URIs / URLs [Dan Connolly]

Date: Fri, 06 Apr 2001 08:54:05 -0500
From: Dan Connolly <connolly@w3.org>
To: Pierre-Antoine CHAMPIN <champin@bat710.univ-lyon1.fr>
Cc: www-rdf-interest@w3.org, www-rdf-logic@w3.org
Subject: Re: URIs / URLs

Pierre-Antoine CHAMPIN wrote:
[...]
> HTML and PDF version available at
>   http://www710.univ-lyon1.fr/~champin/urls/

This document promulgates a number of myths about
Web Architecture...

  "However, other W3C recommendations use URLs to identify
  namespaces [6,8,11]. Those URLs do not locate the
  corresponding namespaces (which are abstract things and
  hence not locatable with the HTTP protocol), "

I don't see any justification for the claim
that namespaces are disjoint from HTTP resources.

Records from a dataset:

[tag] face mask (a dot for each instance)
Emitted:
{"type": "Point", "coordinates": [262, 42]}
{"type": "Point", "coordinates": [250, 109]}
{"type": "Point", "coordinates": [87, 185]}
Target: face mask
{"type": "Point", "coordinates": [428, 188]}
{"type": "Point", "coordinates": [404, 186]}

### WHAT THE EXERCISE ASKS:
In the mailing list message on URIs and URLs, what reason does the quoted document give for namespaces not being locatable with the HTTP protocol?

### TASK RESULT:
Namespaces are abstract things.